Starting with the line that contains "Query: storefront awning" and stopping after the line that contains "Identify the white sign", copy the entries below exactly. Include nothing else.

#### INPUT MATERIAL

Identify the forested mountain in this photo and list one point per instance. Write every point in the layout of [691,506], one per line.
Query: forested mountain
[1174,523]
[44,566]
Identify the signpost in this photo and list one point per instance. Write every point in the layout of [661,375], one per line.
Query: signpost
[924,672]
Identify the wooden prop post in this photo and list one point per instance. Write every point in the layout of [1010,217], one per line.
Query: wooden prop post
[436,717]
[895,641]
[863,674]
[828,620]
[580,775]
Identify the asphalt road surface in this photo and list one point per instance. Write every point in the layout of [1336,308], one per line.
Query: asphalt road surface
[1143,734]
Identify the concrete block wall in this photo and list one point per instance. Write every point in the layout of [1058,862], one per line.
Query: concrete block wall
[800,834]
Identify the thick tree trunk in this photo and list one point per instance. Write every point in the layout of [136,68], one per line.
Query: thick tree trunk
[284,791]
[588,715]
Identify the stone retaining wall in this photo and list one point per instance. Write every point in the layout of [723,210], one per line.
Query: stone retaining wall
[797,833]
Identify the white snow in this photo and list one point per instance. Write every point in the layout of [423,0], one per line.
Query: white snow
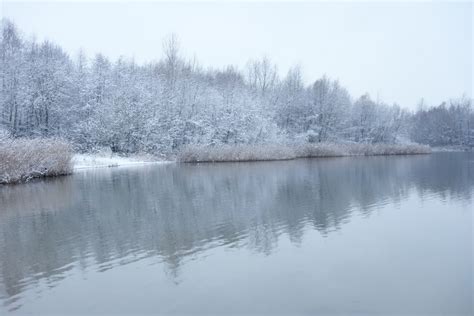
[87,161]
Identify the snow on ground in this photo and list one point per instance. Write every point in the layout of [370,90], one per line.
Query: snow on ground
[86,161]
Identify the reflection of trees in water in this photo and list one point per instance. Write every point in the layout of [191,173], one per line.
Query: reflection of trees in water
[111,217]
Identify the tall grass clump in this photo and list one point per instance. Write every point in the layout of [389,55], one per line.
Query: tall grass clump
[229,153]
[24,159]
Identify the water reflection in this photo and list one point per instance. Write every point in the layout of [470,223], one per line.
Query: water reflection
[104,218]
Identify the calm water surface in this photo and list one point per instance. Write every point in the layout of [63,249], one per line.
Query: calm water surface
[390,235]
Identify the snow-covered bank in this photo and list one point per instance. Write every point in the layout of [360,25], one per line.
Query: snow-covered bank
[24,159]
[230,153]
[87,161]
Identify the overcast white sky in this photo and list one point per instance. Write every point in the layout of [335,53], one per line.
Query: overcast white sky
[398,52]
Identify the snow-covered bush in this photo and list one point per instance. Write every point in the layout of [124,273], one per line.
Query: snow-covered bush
[283,152]
[230,153]
[24,159]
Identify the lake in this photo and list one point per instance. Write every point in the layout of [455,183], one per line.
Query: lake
[358,235]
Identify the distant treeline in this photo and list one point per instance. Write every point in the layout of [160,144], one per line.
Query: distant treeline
[159,107]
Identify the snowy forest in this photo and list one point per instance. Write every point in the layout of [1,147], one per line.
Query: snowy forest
[159,107]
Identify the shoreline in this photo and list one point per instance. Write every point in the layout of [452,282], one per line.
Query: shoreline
[248,153]
[50,158]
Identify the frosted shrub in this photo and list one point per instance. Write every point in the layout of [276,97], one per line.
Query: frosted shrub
[24,159]
[283,152]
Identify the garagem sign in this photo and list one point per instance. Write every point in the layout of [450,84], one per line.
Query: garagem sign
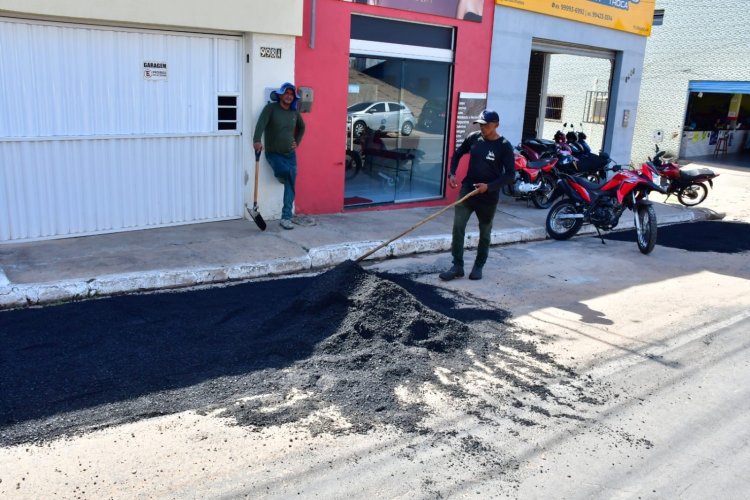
[633,16]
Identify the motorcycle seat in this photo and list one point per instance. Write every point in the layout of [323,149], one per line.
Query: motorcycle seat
[591,186]
[695,173]
[538,163]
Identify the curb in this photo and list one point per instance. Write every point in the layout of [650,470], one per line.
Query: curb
[13,296]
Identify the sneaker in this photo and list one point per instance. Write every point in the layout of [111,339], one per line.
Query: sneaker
[476,273]
[303,220]
[452,273]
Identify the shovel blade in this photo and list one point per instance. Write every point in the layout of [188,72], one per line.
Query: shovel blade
[257,217]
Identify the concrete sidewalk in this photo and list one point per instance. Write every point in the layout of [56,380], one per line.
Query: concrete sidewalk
[46,272]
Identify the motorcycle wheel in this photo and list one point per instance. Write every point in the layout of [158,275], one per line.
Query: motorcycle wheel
[352,164]
[542,197]
[562,229]
[645,228]
[692,195]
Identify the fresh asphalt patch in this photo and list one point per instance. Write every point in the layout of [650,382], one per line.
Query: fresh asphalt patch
[703,236]
[345,351]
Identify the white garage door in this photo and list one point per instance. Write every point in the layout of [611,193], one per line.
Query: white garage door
[105,129]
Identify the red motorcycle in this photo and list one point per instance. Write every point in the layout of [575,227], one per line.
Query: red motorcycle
[535,181]
[689,185]
[602,205]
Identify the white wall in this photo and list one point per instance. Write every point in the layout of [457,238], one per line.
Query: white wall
[698,41]
[259,16]
[509,67]
[571,77]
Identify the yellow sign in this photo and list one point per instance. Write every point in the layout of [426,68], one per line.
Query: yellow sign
[633,16]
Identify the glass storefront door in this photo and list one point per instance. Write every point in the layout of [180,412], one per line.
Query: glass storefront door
[396,126]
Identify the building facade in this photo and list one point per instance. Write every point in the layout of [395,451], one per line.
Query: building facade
[122,115]
[527,37]
[696,80]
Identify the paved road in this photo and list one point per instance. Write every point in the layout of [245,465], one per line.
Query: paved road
[619,375]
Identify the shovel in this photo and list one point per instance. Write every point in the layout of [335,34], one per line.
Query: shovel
[423,221]
[254,213]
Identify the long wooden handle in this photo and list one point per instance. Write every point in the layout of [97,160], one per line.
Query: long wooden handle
[257,167]
[423,221]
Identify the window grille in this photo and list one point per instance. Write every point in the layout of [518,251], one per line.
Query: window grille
[227,112]
[554,108]
[595,109]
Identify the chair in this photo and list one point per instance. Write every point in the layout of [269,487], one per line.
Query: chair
[721,144]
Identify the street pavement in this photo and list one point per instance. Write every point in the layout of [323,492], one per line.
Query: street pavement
[63,270]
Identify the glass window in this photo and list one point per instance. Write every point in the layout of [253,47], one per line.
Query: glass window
[554,108]
[397,115]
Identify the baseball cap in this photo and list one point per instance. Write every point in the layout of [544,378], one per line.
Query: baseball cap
[487,116]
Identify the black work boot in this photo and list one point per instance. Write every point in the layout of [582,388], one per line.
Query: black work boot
[452,273]
[476,273]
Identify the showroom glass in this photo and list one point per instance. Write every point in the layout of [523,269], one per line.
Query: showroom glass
[395,130]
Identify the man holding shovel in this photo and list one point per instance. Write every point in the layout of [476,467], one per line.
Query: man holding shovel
[491,164]
[282,128]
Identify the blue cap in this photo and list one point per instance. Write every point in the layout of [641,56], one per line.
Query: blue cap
[284,87]
[488,116]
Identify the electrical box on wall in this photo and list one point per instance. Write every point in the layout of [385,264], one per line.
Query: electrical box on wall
[305,99]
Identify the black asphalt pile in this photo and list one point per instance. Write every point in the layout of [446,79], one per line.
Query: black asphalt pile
[343,351]
[702,236]
[365,336]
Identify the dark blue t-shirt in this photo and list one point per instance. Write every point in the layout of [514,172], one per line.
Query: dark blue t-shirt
[490,162]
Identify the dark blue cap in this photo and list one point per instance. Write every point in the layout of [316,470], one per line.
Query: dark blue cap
[284,87]
[488,116]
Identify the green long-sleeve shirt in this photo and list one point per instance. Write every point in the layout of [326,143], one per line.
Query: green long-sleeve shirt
[279,127]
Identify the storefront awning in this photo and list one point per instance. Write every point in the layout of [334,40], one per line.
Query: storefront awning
[718,87]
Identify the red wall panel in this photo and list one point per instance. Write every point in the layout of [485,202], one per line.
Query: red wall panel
[324,67]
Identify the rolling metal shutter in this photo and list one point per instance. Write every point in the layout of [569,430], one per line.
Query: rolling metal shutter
[91,142]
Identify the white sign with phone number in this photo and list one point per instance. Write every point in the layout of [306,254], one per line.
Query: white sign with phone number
[153,70]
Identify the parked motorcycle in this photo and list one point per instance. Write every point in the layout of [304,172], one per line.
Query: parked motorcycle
[572,157]
[603,205]
[537,149]
[534,181]
[688,184]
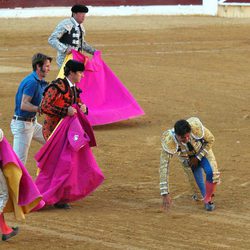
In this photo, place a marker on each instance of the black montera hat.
(74, 66)
(79, 8)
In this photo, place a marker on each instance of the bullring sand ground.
(176, 67)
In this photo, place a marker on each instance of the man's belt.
(24, 119)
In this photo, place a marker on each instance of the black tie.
(80, 37)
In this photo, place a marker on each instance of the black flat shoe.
(10, 235)
(62, 205)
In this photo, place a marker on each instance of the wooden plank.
(48, 3)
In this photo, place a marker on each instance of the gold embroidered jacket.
(200, 138)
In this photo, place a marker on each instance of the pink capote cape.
(24, 196)
(68, 169)
(106, 97)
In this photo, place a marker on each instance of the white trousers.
(23, 133)
(4, 196)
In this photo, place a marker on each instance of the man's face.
(79, 17)
(76, 76)
(44, 70)
(183, 138)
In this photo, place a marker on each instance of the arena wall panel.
(47, 3)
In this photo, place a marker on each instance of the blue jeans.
(4, 196)
(23, 133)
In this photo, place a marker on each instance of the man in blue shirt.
(24, 125)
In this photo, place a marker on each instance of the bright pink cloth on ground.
(69, 170)
(107, 98)
(28, 192)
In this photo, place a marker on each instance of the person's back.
(69, 34)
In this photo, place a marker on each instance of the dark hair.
(39, 59)
(182, 127)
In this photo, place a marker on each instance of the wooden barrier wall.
(47, 3)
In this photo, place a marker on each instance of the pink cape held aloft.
(107, 98)
(68, 169)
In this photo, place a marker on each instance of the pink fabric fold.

########

EXERCISE RESPONSE -
Query: storefront awning
[718,87]
Identify the red wall panel in this photo and list one point per instance. Write every point in the layout of [485,202], one per line.
Query: red wall panel
[324,67]
Identify the rolling metal shutter in this photo and list one point per instance. Write every point in the layout of [569,430], one per line.
Query: rolling metal shutter
[91,142]
Identify the white sign with phone number in this photo and list one point per instance. Write every point in the layout of [306,254], one per line.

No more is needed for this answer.